ASSIGNMENT ->
Each line from the one that contains "Please spot the windshield" down to the last line of the material should be retyped exactly as it stands.

ENTRIES PROVIDED ->
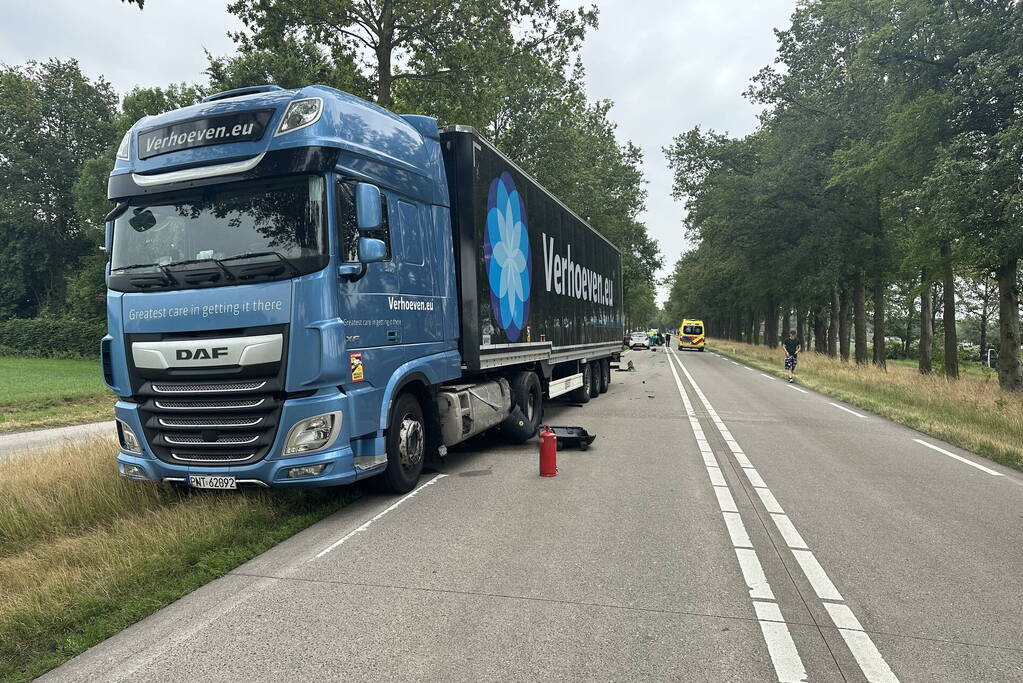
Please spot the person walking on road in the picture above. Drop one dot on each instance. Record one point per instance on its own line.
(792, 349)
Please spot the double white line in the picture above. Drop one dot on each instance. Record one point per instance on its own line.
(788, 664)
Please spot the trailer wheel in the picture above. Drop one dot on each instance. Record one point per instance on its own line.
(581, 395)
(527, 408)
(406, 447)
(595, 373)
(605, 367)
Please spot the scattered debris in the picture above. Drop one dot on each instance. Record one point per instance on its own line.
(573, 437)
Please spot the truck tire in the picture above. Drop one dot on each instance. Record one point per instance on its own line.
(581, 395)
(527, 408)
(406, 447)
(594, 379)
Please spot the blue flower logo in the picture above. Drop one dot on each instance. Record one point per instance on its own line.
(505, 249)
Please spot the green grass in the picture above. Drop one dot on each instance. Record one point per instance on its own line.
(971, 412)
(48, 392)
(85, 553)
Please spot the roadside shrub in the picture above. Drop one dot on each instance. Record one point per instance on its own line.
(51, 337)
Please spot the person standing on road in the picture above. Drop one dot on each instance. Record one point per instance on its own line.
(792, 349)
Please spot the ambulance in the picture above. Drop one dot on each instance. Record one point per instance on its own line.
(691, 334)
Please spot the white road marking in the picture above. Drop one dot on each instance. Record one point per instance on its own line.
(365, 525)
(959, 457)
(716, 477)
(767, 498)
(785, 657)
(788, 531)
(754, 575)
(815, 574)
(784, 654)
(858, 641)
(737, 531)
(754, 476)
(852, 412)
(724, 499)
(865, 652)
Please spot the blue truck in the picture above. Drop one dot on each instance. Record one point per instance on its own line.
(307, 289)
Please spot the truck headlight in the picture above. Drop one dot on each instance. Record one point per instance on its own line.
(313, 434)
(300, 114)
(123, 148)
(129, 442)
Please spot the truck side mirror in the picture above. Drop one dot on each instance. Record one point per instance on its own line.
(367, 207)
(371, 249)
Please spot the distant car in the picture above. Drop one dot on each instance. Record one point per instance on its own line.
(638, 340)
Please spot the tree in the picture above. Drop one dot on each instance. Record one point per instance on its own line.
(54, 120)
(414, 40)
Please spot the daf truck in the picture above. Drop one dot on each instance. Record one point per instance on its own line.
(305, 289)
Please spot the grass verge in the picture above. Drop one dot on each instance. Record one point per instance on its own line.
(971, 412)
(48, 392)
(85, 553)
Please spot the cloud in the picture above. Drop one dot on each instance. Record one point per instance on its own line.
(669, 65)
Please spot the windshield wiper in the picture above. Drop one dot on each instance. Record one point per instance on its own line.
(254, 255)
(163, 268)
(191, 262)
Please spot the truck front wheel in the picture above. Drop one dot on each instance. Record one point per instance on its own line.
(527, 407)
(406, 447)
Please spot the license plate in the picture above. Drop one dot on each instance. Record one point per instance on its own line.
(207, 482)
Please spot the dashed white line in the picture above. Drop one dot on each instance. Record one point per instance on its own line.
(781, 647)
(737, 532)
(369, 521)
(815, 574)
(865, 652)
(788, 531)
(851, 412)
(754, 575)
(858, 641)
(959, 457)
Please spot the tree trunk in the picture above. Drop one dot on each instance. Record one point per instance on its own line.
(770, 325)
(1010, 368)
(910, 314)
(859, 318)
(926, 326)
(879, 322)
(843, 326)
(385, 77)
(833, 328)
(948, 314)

RESPONSE AREA ->
Please spot the windshield wiper in the picture above. Drop one dot on each instance. Record one point per instance on its own line.
(254, 255)
(163, 268)
(191, 262)
Please spot the truck front wheel in the picture above. Drop one dot on each instance. Record one point per instance on its own line.
(527, 407)
(406, 447)
Please spot the license plate in the picture above. Drop one dot on each instance. Record one point per instance on its own line.
(207, 482)
Please spot the dashed white line in the picture above. Drop one dot on each instance. Record one point per instance on its own line.
(781, 647)
(737, 532)
(369, 521)
(815, 574)
(865, 652)
(788, 531)
(851, 412)
(754, 575)
(858, 641)
(959, 457)
Please spot the tree trunk in the picture above. Drop one dot on each instance. Record one point per instance on its own line.
(770, 325)
(1010, 368)
(910, 314)
(859, 318)
(926, 326)
(879, 322)
(843, 326)
(385, 77)
(833, 328)
(948, 314)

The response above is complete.